> [抜粋]:
+++++

くにさき周遊記(徒歩日本横断#97)

97日目の今日は国東半島の先っぽにある龍神海水浴場の東屋で起床。

夜は天気も晴れて波の音しか聞こえない静かな夜に満点の星空。少し怖くなるくらいに綺麗な夜だった。

大分空港が近くにあるので、たまに飛行機も飛んいったが、星空の下を低空で飛んでいく飛行機は宇宙を飛んでいる宇宙船のように輝いて、夜の風景に彩りを持たせていた

朝6時半に起きてテントの外へ出ると、まだ日の出前だが、東の空が明るんでいく

日の出を待ちながらテントを片付け、ちょうど出発の準備が出来た頃には

ちょうど真正面の海から太陽が昇り、眩しく照らされる。

ふと思ったが、ここ国東半島は「国の東」と書く通り、九州で最も東に面していて、その中でも1番東の小さな浜辺で日の出を眺めている横石は、実は九州で1番早い日の出を見ていた。

少し冷たい空気も一気に暖まり、そんな気持ちのいい朝に97日目の旅路はスタートした。

今日で国東半島の海岸線をぐるりと周り終えて、44キロ歩いて別府市街へと向かっていく

まずは5キロほど歩いていくと大分空港がすぐ目の前に見えてくる

国東半島の先っぽにあるとは思わなかったなぁ。まぁ大体空港なんて土地が必要な分僻地にあるのはデフォルトだが、それにしても遠いだろ。少しは福岡空港を見習って欲しいものだ。

道中は良く方言でかかれた注意喚起の看板を目にした。やはり九州の言葉は小さい頃から聞いていたので馴染みが深く懐かしくなる(九州各地で方言は違えどベースは一緒。まぁ南九州と北九州は全く違うけど)

ちなみに横石は九州に入ると大体1日何回かは海援隊の武田鉄矢を聞いている。もちろん理由は武田鉄矢が生粋の九州人で歌にも時たま方言が入っているから。武田鉄矢の歌を聞くと「九州を旅してる感」があるのだ。それと同じように北海道を旅している時は松山千春がお供。

海沿いを歩いていると予報では曇りのわりによく晴れて暑いくらいだ。11月も中旬に入るのに、ノースリーブで汗をかきながら歩いている奴もどうかと思うが、それだけ歩いていると暑くなってくる。

ちなみに明後日の気温は25度にいくらしく、まさかここに来て夏日を味わえるかもしれないのでもはや楽しみになっている自分がいる。

+++++

> [指示文]:
国東半島を歩いた抜粋のうち、「ふと思ったが、ここ国東半島は」から「九州と北九州は全く違うけど)」までを、両端の語句も含めて一字一句違えずに書き写してください。 この後に続く資料は、ここでは一切使いません。

> [保存データ]:
+++++

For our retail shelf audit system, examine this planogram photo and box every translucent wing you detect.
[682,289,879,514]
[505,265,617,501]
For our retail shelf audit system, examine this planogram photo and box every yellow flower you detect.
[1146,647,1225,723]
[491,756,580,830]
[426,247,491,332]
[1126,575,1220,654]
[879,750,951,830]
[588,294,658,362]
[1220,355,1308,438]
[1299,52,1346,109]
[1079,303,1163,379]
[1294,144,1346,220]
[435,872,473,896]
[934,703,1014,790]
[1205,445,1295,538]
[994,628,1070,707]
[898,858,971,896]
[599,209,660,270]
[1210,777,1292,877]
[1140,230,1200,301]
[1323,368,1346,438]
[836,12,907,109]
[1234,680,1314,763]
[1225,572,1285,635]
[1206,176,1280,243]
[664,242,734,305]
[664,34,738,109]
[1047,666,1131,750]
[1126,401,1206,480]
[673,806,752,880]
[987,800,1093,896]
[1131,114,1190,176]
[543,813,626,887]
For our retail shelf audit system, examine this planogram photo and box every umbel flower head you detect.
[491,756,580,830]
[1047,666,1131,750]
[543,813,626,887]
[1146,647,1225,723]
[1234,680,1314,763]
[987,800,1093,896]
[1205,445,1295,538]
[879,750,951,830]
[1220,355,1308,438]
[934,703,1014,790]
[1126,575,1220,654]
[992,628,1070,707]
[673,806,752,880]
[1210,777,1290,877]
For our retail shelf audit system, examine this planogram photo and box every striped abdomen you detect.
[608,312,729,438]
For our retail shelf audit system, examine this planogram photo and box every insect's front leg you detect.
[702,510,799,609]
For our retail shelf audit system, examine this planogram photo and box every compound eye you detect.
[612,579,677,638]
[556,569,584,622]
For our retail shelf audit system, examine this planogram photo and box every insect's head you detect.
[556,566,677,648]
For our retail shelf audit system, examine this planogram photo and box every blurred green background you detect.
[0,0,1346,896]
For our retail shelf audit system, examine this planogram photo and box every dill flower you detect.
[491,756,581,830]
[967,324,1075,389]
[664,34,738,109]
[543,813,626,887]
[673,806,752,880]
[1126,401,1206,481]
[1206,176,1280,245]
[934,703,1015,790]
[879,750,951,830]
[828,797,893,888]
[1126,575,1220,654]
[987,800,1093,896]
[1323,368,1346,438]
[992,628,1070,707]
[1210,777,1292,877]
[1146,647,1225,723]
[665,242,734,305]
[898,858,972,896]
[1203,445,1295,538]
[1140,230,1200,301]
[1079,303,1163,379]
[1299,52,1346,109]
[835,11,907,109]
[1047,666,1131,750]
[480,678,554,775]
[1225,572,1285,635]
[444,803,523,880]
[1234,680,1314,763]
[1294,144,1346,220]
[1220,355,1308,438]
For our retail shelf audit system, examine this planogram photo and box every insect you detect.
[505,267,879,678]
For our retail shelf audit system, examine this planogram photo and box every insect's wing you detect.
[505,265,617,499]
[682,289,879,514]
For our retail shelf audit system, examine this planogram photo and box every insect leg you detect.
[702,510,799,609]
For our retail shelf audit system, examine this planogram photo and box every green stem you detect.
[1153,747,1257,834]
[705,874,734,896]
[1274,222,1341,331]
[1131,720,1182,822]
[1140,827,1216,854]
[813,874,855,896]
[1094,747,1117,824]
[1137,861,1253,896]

+++++

> [解答]:
ふと思ったが、ここ国東半島は「国の東」と書く通り、九州で最も東に面していて、その中でも1番東の小さな浜辺で日の出を眺めている横石は、実は九州で1番早い日の出を見ていた。

少し冷たい空気も一気に暖まり、そんな気持ちのいい朝に97日目の旅路はスタートした。

今日で国東半島の海岸線をぐるりと周り終えて、44キロ歩いて別府市街へと向かっていく

まずは5キロほど歩いていくと大分空港がすぐ目の前に見えてくる

国東半島の先っぽにあるとは思わなかったなぁ。まぁ大体空港なんて土地が必要な分僻地にあるのはデフォルトだが、それにしても遠いだろ。少しは福岡空港を見習って欲しいものだ。

道中は良く方言でかかれた注意喚起の看板を目にした。やはり九州の言葉は小さい頃から聞いていたので馴染みが深く懐かしくなる(九州各地で方言は違えどベースは一緒。まぁ南九州と北九州は全く違うけど)